* BEGIN Page *

# CPUsed Renamed Beam Echo



## Mac Fellow (Jul 5, 2001)

Hmmm...

BEAMECHO (formely CPUsed) 
488 Dupont Street
Toronto ON M6G 1Y7
T 416.533.2001
E [email protected]

BEAMECHO is a Toronto-based retailer specializing in computers and digital electronics including audio, video, photo products, accesories and peripherals.

http://www.mediaworks.ca/be/beweb/
http://www.cpused.com/home.php


----------



## John Clay (Jun 25, 2006)

Trying to shake their bad reputation, perhaps?


----------



## HowEver (Jan 11, 2005)

I guess they had 2 ways to make people less likely to remember CPUsed, and the name change was less expensive than nuclear fission.


John Clay said:


> Trying to shake their bad reputation, perhaps?


----------



## Macfury (Feb 3, 2006)

I actually had an e-mail exchange with them. They told me that they were getting out of the used equipment market.


----------



## AppleAuthority (May 21, 2005)

* END Page *

Things to do:
(1) List every username that heads a post in the CPUsed thread, in the order they appear.
(2) Reproduce everything in the CPUsed thread from "BEAMECHO is a" down to "accesories and peripherals.".
(3) Write what comes next in the CPUsed thread, starting right after its last line.
You won't need the lines for anything.

* BEGIN Entries *

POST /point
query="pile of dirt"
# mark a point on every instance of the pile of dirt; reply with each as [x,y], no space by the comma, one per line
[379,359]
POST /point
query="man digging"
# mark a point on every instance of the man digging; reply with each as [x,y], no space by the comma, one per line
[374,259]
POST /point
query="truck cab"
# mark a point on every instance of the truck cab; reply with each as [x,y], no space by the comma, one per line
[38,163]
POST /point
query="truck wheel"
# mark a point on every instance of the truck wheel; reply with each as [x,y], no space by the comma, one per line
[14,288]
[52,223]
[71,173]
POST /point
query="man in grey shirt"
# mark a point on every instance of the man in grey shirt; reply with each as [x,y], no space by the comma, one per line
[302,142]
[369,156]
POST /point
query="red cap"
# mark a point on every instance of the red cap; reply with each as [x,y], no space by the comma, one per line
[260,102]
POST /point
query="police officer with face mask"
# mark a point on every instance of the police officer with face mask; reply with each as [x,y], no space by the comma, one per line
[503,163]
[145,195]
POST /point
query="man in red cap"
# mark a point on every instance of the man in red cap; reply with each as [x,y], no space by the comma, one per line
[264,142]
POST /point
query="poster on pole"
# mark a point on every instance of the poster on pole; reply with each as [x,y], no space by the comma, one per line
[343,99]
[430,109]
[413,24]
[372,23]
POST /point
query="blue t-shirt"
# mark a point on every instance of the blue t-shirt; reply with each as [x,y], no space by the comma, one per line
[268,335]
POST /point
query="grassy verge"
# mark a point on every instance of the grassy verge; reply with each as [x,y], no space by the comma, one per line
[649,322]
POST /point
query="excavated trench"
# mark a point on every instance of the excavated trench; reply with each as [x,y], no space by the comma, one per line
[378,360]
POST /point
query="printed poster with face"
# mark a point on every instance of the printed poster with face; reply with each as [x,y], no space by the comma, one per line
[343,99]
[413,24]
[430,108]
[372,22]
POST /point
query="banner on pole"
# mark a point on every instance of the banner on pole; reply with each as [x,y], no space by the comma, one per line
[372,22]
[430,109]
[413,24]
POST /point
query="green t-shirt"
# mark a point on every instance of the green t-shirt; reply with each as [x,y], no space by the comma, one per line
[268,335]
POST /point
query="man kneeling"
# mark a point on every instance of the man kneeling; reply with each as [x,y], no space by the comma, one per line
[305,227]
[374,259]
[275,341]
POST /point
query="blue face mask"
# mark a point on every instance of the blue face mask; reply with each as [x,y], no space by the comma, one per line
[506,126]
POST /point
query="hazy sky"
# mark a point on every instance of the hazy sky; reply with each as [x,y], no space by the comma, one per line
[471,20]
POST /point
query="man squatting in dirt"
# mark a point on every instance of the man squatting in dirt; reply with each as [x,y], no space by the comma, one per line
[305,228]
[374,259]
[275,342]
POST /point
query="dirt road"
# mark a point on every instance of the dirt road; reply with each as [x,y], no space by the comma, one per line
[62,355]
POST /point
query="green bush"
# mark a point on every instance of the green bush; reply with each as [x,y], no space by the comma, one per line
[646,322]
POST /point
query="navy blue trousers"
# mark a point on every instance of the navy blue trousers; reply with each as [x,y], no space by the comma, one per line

* END Entries *

Task answers:
(1) Mac Fellow, John Clay, HowEver, Macfury, AppleAuthority

(2)
BEAMECHO is a Toronto-based retailer specializing in computers and digital electronics including audio, video, photo products, accesories and peripherals.

(3)
Macfury said:


> I actually had an e-mail exchange with them. They told me that they were getting out of the used equipment market.


They might as well get out completely. I had assumed that the used stuff is what kept them afloat (and where the profit was). I don't think they can make enough on the new stuff to compete with Carbon or the Apple Stores. Perhaps I'm wrong.


----------



## monokitty (Jan 26, 2002)

CPUsed was a much better name than Beam Echo... does Beam Echo even make you think of a computer store? I think not.


----------



## Fink-Nottle (Feb 25, 2001)

Checked the price list... still CPUsury to me.


----------



## Theseus (Jun 6, 2006)

Their new logo looks a tad Carbon-esque...both the circle, the angle of the beams (though backwards), and the blue colour of that one beam. Probably a coincidence though.


----------



## Mac Fellow (Jul 5, 2001)

Another Toronto reseller, The DV Shop, had a funny comment in their sales blog - http://dvcanada.blogspot.com/ :

Rumours of DV Shop changing its name to Electric Tangerine to compete are not true


----------



## John Clay (Jun 25, 2006)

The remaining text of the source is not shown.